- Study questions -
1. In the evidence-from-the-wild text below, what score on SWE-bench does Mini-SWE-agent achieve?
2. Name every project listed in the table of the evidence-from-the-wild text below.

- Text shown -

Evidence from the Wild
| Project | Stars | Agents | Stages | Gates |
|---|---|---|---|---|
| Claude Code Teams (Anthropic) | 122k | Multi | 0-1 (plan approval optional) | Optional |
| pi-teams (port of above) | 91 | Multi | 0-1 | Optional |
| SWE-agent / Mini-SWE (Princeton, NeurIPS 2024) | 19k | Single | 0 (agent loop) | None |
| OpenHands | 73k | Single | 0 (conversation) | None |
Key findings from the wild: - No project uses mandatory stage artifacts or gated pipelines - Mini-SWE-agent achieves 65% on SWE-bench in 100 lines of Python — minimalism wins - Claude Code teams use only 3 states: pending, in_progress, completed - Plan approval is optional even in Claude Code teams (the ancestor of pi-teams) - The d3-tui-triad T0-T7 lifecycle is more rigorous than anything in production
Quotes that matter: - SWE-agent authors: "Most of our development effort is on mini-swe-agent, which has superseded SWE-agent. It matches the performance while being much simpler." - Claude Code teams MCP: tasks have only pending/in_progress/completed/deleted states - OpenHands: no stage gates. Agent writes code, human reviews, they iterate.
Revised Recommendation: Two Hard Gates + Checklist
Hard Gate 1: Plan Before Implement (mechanical)

- Items drawn from a dataset -
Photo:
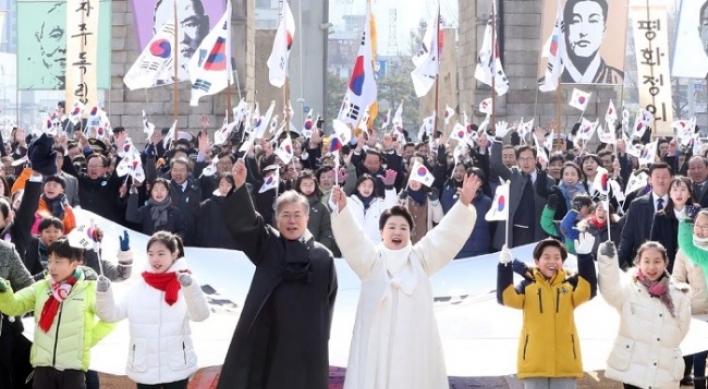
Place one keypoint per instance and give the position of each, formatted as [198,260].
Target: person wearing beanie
[655,316]
[53,202]
[159,307]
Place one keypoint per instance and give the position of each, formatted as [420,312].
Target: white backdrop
[479,336]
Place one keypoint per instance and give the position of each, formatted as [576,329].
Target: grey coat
[12,269]
[518,180]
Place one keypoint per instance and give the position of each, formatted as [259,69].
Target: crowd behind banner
[380,195]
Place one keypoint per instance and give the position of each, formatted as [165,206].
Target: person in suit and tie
[639,217]
[528,193]
[698,171]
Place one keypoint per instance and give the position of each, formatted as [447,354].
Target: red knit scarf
[166,282]
[60,291]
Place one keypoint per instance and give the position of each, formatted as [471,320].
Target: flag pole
[437,77]
[175,85]
[558,115]
[494,61]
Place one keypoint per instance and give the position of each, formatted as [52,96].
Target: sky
[409,13]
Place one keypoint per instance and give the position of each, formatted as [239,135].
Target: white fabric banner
[651,45]
[479,336]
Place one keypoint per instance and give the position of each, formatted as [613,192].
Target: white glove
[501,129]
[103,284]
[584,243]
[505,256]
[185,279]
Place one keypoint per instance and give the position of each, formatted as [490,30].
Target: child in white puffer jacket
[159,308]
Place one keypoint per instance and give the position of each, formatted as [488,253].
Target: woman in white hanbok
[395,343]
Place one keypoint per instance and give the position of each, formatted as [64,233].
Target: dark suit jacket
[637,228]
[542,188]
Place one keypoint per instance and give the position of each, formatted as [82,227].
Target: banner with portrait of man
[195,18]
[41,44]
[691,44]
[595,32]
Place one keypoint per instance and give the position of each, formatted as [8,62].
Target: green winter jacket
[75,329]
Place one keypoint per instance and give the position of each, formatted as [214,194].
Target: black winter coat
[281,340]
[212,230]
[141,215]
[188,202]
[664,229]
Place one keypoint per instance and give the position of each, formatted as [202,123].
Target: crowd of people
[364,202]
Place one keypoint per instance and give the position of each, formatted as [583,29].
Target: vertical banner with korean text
[41,44]
[651,45]
[82,52]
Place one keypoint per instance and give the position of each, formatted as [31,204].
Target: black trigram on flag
[202,85]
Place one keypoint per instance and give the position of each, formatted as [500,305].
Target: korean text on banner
[651,44]
[82,52]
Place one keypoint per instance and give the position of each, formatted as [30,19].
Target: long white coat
[646,351]
[160,349]
[369,218]
[395,343]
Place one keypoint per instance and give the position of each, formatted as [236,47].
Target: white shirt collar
[655,197]
[589,76]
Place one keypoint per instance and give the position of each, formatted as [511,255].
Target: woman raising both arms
[396,342]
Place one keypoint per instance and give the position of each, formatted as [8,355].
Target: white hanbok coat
[160,349]
[395,343]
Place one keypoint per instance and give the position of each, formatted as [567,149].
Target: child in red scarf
[159,308]
[65,306]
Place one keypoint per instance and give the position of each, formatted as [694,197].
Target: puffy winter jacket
[549,345]
[74,331]
[646,351]
[160,348]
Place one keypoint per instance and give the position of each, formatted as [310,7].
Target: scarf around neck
[56,205]
[60,291]
[166,282]
[659,289]
[158,211]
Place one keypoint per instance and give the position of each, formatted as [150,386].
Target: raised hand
[389,177]
[103,284]
[338,197]
[607,249]
[470,185]
[501,129]
[584,243]
[505,256]
[239,172]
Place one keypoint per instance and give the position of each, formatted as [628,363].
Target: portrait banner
[42,39]
[195,18]
[651,46]
[82,52]
[595,32]
[691,44]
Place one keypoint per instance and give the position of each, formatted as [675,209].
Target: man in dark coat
[281,340]
[640,216]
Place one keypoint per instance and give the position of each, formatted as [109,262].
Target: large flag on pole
[210,68]
[279,57]
[499,211]
[427,61]
[556,51]
[488,61]
[155,58]
[361,89]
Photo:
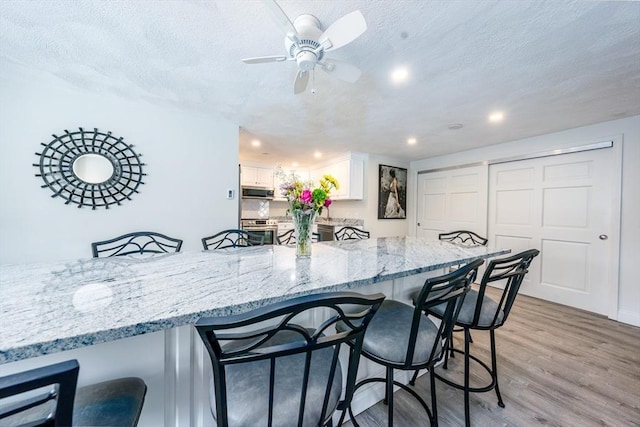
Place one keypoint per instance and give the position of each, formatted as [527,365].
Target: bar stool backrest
[272,344]
[463,237]
[232,238]
[511,271]
[139,242]
[61,378]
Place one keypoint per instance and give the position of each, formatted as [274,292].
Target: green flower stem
[303,223]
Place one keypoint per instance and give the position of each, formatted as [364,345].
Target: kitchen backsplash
[255,209]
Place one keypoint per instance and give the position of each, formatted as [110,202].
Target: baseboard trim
[629,317]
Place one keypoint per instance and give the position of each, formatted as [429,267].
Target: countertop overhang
[51,307]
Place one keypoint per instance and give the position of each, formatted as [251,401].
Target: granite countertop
[336,222]
[51,307]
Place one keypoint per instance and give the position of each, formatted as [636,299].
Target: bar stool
[402,337]
[481,312]
[269,369]
[110,403]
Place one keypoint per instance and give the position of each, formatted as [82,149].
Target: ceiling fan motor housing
[307,51]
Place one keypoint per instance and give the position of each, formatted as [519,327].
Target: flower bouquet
[304,203]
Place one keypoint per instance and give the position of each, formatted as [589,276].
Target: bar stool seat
[467,312]
[388,337]
[248,384]
[48,396]
[403,337]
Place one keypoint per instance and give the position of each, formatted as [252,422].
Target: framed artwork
[392,192]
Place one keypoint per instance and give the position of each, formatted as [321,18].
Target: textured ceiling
[548,65]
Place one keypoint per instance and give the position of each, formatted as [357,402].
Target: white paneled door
[454,199]
[565,206]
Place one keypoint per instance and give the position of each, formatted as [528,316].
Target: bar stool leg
[494,367]
[434,405]
[467,417]
[389,393]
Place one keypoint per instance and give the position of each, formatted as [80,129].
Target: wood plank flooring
[557,366]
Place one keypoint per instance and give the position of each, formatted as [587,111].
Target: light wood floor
[557,366]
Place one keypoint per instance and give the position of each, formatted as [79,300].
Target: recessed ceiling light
[399,75]
[496,117]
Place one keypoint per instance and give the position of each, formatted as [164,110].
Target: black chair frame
[216,336]
[512,271]
[139,242]
[232,238]
[463,237]
[64,374]
[289,237]
[448,289]
[351,233]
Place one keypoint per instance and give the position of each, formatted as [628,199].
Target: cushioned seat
[388,334]
[115,403]
[488,310]
[248,387]
[109,403]
[402,337]
[480,312]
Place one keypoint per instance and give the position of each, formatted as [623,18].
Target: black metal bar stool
[270,370]
[403,337]
[109,403]
[481,312]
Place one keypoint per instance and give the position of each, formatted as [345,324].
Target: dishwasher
[326,232]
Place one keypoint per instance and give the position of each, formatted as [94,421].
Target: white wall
[191,161]
[629,128]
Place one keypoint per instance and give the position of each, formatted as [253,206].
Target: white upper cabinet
[256,177]
[303,175]
[349,171]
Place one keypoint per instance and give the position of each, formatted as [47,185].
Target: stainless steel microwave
[257,193]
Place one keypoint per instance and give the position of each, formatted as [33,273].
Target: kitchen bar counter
[336,222]
[51,307]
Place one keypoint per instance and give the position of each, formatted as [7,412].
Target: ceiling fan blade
[263,59]
[341,70]
[300,84]
[343,31]
[279,17]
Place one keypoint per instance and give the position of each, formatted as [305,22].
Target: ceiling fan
[307,44]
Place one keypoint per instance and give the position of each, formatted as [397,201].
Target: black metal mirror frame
[58,157]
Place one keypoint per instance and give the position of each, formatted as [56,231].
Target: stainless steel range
[268,228]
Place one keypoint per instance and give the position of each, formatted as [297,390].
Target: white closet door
[453,199]
[561,205]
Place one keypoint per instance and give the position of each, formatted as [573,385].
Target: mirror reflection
[93,168]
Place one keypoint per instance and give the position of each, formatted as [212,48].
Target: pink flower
[305,197]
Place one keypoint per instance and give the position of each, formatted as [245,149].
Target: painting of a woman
[392,192]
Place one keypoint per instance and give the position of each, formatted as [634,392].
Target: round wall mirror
[93,168]
[90,168]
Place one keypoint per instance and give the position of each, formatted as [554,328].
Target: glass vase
[303,226]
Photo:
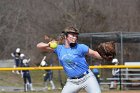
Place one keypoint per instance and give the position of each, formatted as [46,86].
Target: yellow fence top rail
[61,68]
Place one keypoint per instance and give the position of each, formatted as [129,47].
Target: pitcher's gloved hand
[107,50]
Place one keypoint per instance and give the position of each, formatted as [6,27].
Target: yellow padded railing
[61,68]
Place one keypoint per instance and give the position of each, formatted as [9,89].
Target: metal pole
[120,80]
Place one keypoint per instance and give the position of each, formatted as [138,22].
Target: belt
[78,77]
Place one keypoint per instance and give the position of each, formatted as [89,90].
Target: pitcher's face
[72,38]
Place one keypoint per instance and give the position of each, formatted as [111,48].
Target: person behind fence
[16,56]
[71,56]
[48,76]
[115,74]
[97,74]
[26,76]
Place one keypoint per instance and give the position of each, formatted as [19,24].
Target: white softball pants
[88,82]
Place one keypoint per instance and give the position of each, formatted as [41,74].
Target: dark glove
[107,50]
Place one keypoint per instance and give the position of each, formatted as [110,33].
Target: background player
[26,76]
[115,74]
[16,56]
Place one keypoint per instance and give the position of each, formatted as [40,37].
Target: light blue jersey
[73,59]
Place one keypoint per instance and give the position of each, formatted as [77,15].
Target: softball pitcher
[71,56]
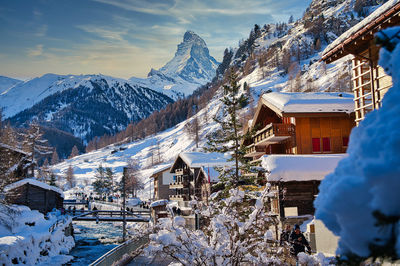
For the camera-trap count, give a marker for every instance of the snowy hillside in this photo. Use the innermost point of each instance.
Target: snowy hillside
(311, 74)
(191, 67)
(6, 83)
(85, 105)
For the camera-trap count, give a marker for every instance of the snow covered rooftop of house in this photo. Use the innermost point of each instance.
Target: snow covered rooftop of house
(374, 15)
(12, 148)
(35, 183)
(212, 172)
(158, 168)
(159, 203)
(299, 167)
(198, 159)
(324, 102)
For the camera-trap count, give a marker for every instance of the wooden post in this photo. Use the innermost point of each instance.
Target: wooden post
(123, 204)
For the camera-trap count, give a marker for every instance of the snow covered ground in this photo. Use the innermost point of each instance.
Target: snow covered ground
(27, 237)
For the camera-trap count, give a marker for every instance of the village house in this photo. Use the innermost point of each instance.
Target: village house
(299, 129)
(162, 178)
(191, 174)
(34, 194)
(369, 80)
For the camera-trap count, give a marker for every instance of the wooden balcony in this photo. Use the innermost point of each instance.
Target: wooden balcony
(181, 171)
(253, 151)
(178, 184)
(273, 133)
(179, 197)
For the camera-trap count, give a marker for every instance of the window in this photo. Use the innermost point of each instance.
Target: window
(345, 141)
(326, 144)
(316, 144)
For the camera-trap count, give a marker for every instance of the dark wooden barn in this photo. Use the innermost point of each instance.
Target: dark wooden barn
(34, 194)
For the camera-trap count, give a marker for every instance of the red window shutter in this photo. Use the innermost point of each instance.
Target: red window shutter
(326, 144)
(316, 145)
(345, 141)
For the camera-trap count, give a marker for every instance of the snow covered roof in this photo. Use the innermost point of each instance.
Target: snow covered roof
(210, 171)
(35, 183)
(362, 27)
(316, 102)
(13, 149)
(199, 159)
(159, 168)
(159, 203)
(299, 167)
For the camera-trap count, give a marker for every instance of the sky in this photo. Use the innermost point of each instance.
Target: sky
(122, 38)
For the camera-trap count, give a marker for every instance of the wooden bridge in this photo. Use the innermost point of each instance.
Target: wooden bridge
(110, 216)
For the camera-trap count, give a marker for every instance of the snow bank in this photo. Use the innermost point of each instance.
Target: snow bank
(324, 102)
(368, 179)
(33, 182)
(27, 237)
(299, 167)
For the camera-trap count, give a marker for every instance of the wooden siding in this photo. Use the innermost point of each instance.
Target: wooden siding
(335, 128)
(298, 194)
(35, 198)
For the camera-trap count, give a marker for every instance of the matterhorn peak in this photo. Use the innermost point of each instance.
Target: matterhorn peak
(192, 61)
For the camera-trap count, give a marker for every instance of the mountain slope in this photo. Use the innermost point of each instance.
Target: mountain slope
(262, 76)
(6, 83)
(191, 67)
(88, 106)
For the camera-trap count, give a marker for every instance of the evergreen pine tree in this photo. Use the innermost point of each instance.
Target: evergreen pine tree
(229, 137)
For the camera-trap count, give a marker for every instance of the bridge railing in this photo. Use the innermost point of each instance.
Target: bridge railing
(117, 253)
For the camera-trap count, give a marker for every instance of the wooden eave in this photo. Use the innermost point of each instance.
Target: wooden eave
(317, 114)
(359, 41)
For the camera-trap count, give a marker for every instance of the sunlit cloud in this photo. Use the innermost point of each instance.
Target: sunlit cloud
(36, 51)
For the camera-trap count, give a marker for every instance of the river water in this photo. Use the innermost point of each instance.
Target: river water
(93, 240)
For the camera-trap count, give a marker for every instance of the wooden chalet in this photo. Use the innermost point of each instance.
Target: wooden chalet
(301, 123)
(295, 180)
(187, 184)
(206, 177)
(162, 178)
(370, 82)
(34, 194)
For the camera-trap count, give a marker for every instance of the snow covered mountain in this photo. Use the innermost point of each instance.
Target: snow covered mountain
(191, 67)
(6, 83)
(85, 105)
(303, 41)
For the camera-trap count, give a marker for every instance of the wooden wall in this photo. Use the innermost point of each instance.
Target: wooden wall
(36, 198)
(300, 194)
(334, 128)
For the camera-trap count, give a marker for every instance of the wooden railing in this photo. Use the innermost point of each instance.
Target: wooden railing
(272, 129)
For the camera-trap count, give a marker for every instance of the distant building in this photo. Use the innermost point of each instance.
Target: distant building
(301, 123)
(162, 178)
(189, 177)
(34, 194)
(370, 82)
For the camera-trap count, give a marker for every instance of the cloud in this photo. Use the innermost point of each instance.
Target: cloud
(36, 51)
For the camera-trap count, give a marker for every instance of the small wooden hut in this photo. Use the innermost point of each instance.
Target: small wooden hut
(34, 194)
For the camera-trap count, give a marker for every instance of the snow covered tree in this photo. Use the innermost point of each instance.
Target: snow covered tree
(133, 183)
(228, 138)
(54, 158)
(192, 127)
(74, 152)
(35, 144)
(360, 200)
(69, 177)
(101, 185)
(229, 237)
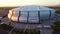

- Replies -
1. 65%

2. Claude Code Teams (Anthropic); pi-teams (port of above); SWE-agent / Mini-SWE (Princeton, NeurIPS 2024); OpenHands